* Begin EXTRACT PROVIDED *

Ask Me Help Desk - Consider the permutations of the letters in the word 'MATHEMATICIAN'...

In how many permutations do the letters H, E, C and N appear in that order, but not necessarily consecutively?

Help! I don't even know where to start with this question, can someone give me a leadway??

First - consider HEC as the first three letters, in positions 1, 2, and 3. Then N can be in position 4, or 5, or 6, or... or 12 or 13. That's a total of 10 choices.
Now consider HE as the first two letters, skip position 3 (it gets one of the other letters M, A, T or I) and put C in position 4. Then N can be in position 5, or 6, or... or 12 , or 13, for a total of 9 choices.

Continue this line of thinking, and you see that for HE in positions 1 and 2, the total number of possibilities is:
$ 10 + 9 + ..+ 1 = \displaystyle \sum _{i=1} ^ {10} i $

Now consider H as the first letter, skip position 2, and put E in position 3. Using the above logic, the total number of choices for C and N is $\displaystyle \sum _{i=1} ^ 9 i$ . See the pattern? Continuing on: for H in the first position the total possibilities are:

$ \displaystyle \sum _{i=1} ^ {10} i + \sum _ {i=1} ^ 9 i + ... + \sum _ {i=1} ^ 1 i $

Now repeat with H in position 2. By the above reasoning the posibilities are:
$ \displaystyle \sum_{i=1} ^9 i + \sum _{i=1} ^ 8 i + ... + \sum_{i=1} ^ 1 i$

Can you take it from here?

* End EXTRACT PROVIDED *
* Begin DATASET EXCERPT *

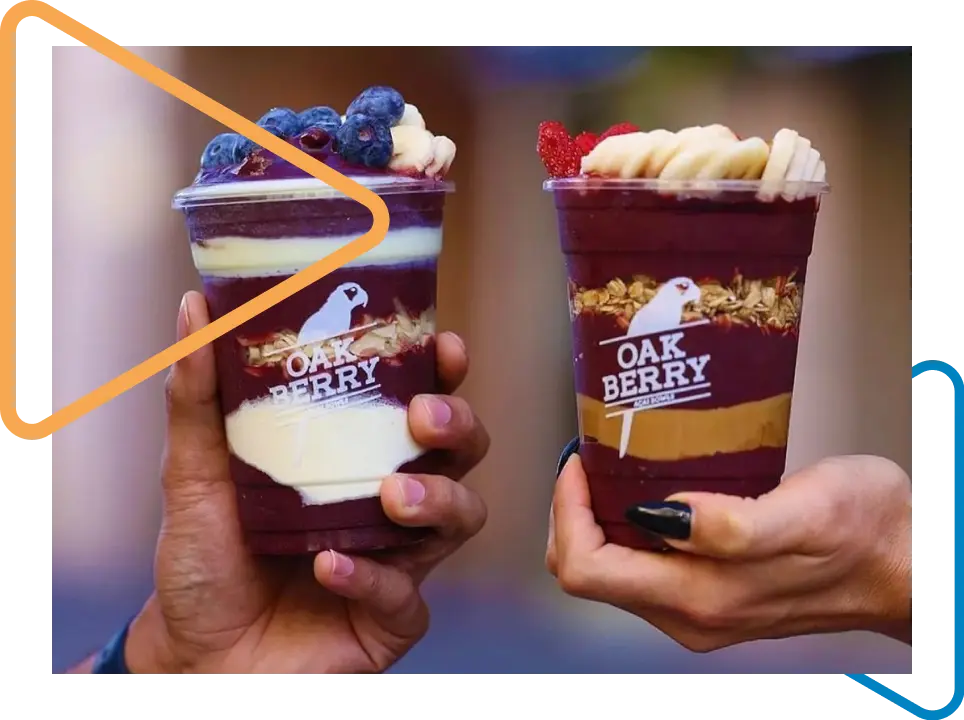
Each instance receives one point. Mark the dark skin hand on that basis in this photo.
(219, 609)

* End DATASET EXCERPT *

→ WHAT THIS TASK INVOLVES:
In the forum thread on permutations of "MATHEMATICIAN," how many choices does the reply give for the position of N when HEC fills positions 1, 2 and 3? The material comes from a separate source and is unrelated to the forum thread.

→ THE OUTPUT:
It gives 10 choices, positions 4 through 13.